▶ Supplied text:
....................

I’m sorry, but I’ve got bad news for you Vikings


You’re all dead. Your culture is basically extinct…or more accurately, has evolved into something that doesn’t involve sea-faring raids and pillaging and slave-taking, all those stereotypical things associated with Vikings. You weren’t even all that a thousand years ago — the Vikings were one aspect of a complicated culture of farmers and merchants and politicians and fishers and city builders.

So I’m afraid that if you are calling yourself a Viking now, you’re just a silly poseur*. If you’re trying to live up to Viking ideals today, you’re mistaken — no one wants to live with Vikings around anymore. Imagine a time a thousand years from now, when people try to claim the revered traditions of Americans by insisting on being called Footballers and running about in pads and cleats and punching their spouses in the head. That’s what I see in modern “Vikings”, and I say that as someone who can also claim Scandinavian descent.

....................

▶ Dataset:
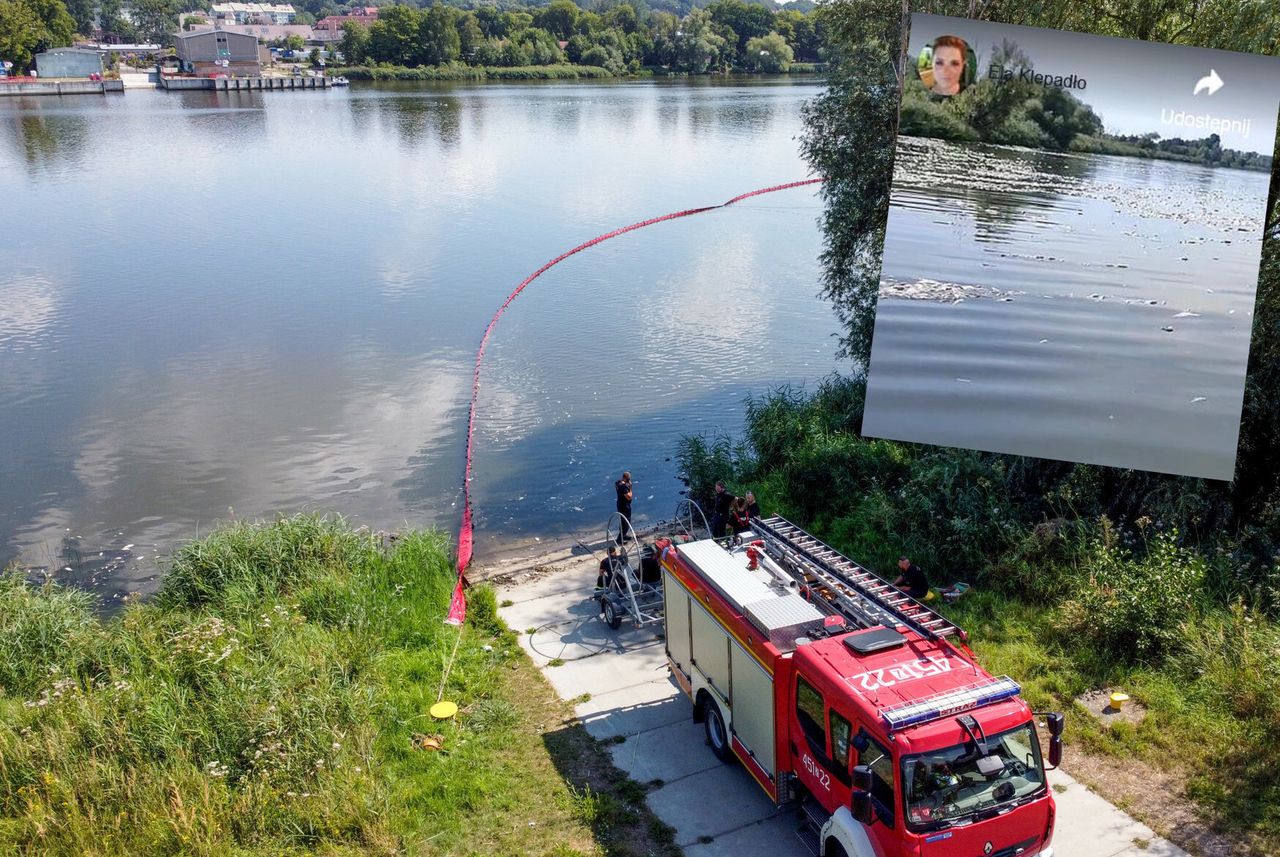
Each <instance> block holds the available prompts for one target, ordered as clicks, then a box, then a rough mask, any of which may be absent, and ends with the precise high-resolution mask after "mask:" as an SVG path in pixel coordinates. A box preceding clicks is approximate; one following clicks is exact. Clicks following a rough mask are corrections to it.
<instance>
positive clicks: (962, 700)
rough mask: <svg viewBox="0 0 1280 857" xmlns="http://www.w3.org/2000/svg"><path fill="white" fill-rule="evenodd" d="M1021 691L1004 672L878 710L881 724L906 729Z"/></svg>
mask: <svg viewBox="0 0 1280 857" xmlns="http://www.w3.org/2000/svg"><path fill="white" fill-rule="evenodd" d="M1021 692H1023V688H1021V687H1020V686H1019V684H1018V682H1015V680H1014V679H1011V678H1009V677H1007V675H1001V677H1000V678H993V679H989V680H986V682H978V683H977V684H969V686H966V687H960V688H956V689H954V691H947V692H946V693H940V695H938V696H932V697H929V698H927V700H920V701H919V702H908V704H906V705H899V706H895V707H892V709H884V710H883V711H881V716H882V718H884V723H887V724H888V728H890V729H905V728H906V727H914V725H916V724H920V723H929V721H931V720H941V719H942V718H948V716H951V715H952V714H960V712H961V711H968V710H970V709H979V707H982V706H984V705H991V704H992V702H1000V701H1001V700H1010V698H1012V697H1015V696H1018V695H1019V693H1021Z"/></svg>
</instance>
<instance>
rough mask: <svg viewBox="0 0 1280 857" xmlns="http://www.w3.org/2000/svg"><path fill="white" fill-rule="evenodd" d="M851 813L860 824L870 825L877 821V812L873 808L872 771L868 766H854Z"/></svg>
mask: <svg viewBox="0 0 1280 857" xmlns="http://www.w3.org/2000/svg"><path fill="white" fill-rule="evenodd" d="M849 811H850V814H851V815H852V816H854V819H855V820H856V821H858V822H860V824H864V825H869V824H872V822H873V821H876V811H874V810H873V808H872V769H870V767H868V766H867V765H855V766H854V790H852V794H851V796H850V798H849Z"/></svg>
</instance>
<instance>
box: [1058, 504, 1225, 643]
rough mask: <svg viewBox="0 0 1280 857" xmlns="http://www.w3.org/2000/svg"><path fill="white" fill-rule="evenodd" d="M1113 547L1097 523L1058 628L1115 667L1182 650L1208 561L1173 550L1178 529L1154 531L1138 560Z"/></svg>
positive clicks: (1120, 548)
mask: <svg viewBox="0 0 1280 857" xmlns="http://www.w3.org/2000/svg"><path fill="white" fill-rule="evenodd" d="M1119 541H1120V540H1119V536H1117V533H1116V531H1115V530H1114V528H1112V527H1111V526H1110V523H1107V522H1103V524H1102V528H1101V531H1100V533H1098V535H1097V537H1096V539H1094V540H1093V545H1092V550H1089V553H1088V554H1087V555H1085V558H1084V567H1083V568H1082V569H1080V570H1082V573H1080V576H1079V577H1078V579H1076V585H1075V591H1074V592H1073V595H1071V596H1070V597H1069V599H1068V600H1066V601H1065V602H1064V604H1062V605H1061V608H1060V609H1059V619H1060V625H1061V629H1062V632H1064V633H1065V634H1068V636H1070V637H1074V638H1075V641H1076V645H1084V646H1089V645H1092V646H1094V647H1105V649H1106V650H1107V651H1108V652H1110V654H1111V656H1112V657H1114V659H1116V660H1119V661H1128V660H1138V661H1147V663H1158V661H1161V660H1162V659H1164V657H1166V656H1167V655H1170V654H1174V652H1176V651H1179V650H1180V649H1181V647H1183V645H1184V641H1185V634H1184V625H1185V624H1187V623H1188V622H1192V620H1193V619H1194V618H1196V617H1197V614H1198V611H1199V606H1201V586H1202V583H1203V579H1204V569H1206V563H1204V559H1203V558H1202V556H1199V555H1198V554H1196V553H1193V551H1190V550H1185V549H1183V547H1180V546H1179V545H1178V533H1176V531H1172V532H1164V533H1157V535H1156V536H1155V539H1153V541H1152V542H1151V544H1149V545H1148V550H1147V553H1146V555H1144V556H1142V558H1138V559H1135V558H1134V556H1133V555H1132V554H1130V553H1129V551H1128V550H1125V549H1124V547H1121V546H1120V544H1119Z"/></svg>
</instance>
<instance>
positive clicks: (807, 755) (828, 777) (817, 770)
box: [804, 753, 831, 792]
mask: <svg viewBox="0 0 1280 857" xmlns="http://www.w3.org/2000/svg"><path fill="white" fill-rule="evenodd" d="M804 767H805V770H806V771H809V773H810V774H813V778H814V779H815V780H818V784H819V785H822V787H823V788H824V789H827V790H828V792H829V790H831V774H828V773H827V771H824V770H823V769H822V765H819V764H818V762H815V761H813V760H812V759H809V753H805V755H804Z"/></svg>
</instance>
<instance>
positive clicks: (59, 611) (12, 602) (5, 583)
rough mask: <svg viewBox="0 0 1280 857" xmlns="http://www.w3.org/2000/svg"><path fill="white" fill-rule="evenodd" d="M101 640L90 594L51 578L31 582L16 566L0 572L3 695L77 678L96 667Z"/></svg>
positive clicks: (1, 682)
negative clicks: (12, 567) (39, 584)
mask: <svg viewBox="0 0 1280 857" xmlns="http://www.w3.org/2000/svg"><path fill="white" fill-rule="evenodd" d="M101 645H102V640H101V636H100V629H99V624H97V619H96V618H95V617H93V597H92V596H91V595H88V594H86V592H82V591H79V590H72V588H65V587H61V586H56V585H52V583H46V585H45V586H42V587H31V586H28V583H27V581H26V578H24V577H23V574H22V573H20V572H19V570H17V569H9V570H5V572H3V573H0V695H13V696H28V695H33V693H35V692H36V691H37V689H40V688H44V687H47V686H49V684H51V683H54V682H55V680H65V679H68V678H69V679H73V680H77V677H79V675H82V674H84V673H91V672H92V669H91V668H92V666H93V665H95V664H96V661H97V659H99V656H100V655H101V651H100V649H101Z"/></svg>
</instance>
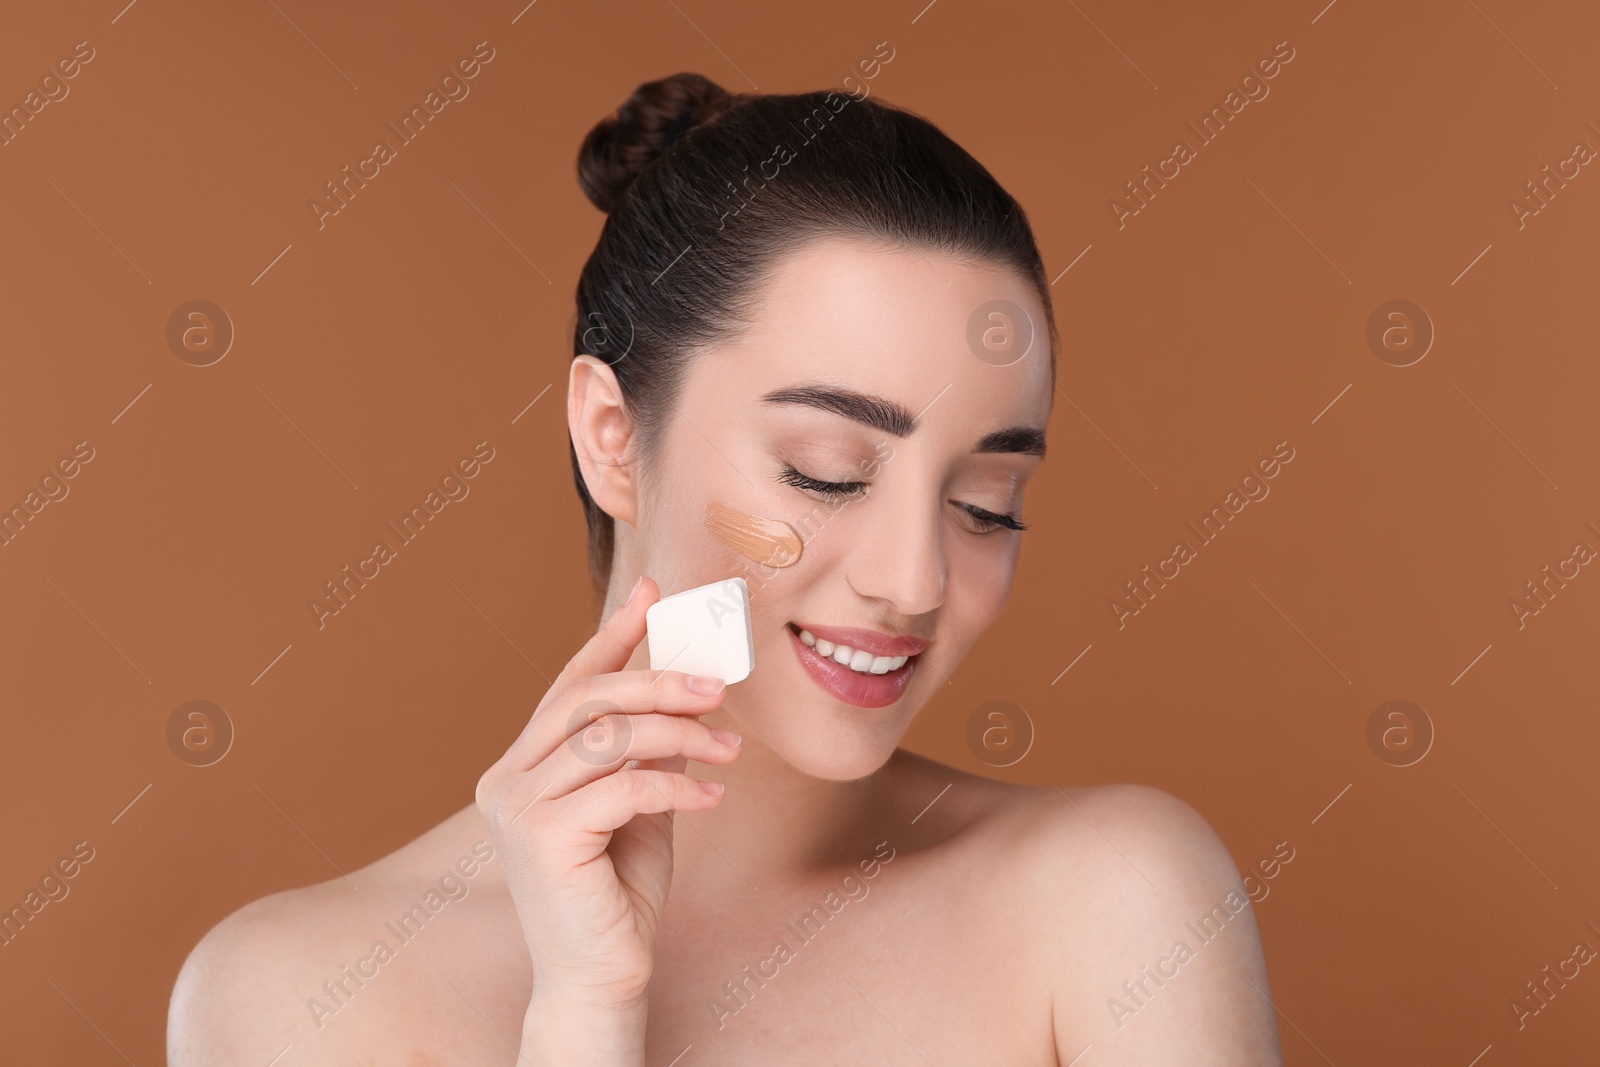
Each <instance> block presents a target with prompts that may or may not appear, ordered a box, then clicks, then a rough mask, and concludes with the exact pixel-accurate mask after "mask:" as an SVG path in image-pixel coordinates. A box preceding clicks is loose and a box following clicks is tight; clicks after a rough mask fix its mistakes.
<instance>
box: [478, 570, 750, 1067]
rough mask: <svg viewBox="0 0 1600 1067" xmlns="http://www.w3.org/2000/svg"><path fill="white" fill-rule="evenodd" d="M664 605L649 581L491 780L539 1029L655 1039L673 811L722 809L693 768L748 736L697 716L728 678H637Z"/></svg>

....................

▶ Requirement A:
How would you put this sentence from the text about modern Vikings into Spanish: "If you’re trying to live up to Viking ideals today, you’re mistaken — no one wants to live with Vikings around anymore."?
▶ Requirement B:
Could you write out the passage of the text about modern Vikings that opens with "You’re all dead." and closes with "and city builders.", swapping "merchants" for "traders"?

▶ Exercise result A:
Si intentas estar a la altura de los ideales vikingos hoy en día, estás equivocado: ya nadie quiere vivir con vikingos cerca.

▶ Exercise result B:
You’re all dead. Your culture is basically extinct…or more accurately, has evolved into something that doesn’t involve sea-faring raids and pillaging and slave-taking, all those stereotypical things associated with Vikings. You weren’t even all that a thousand years ago — the Vikings were one aspect of a complicated culture of farmers and traders and politicians and fishers and city builders.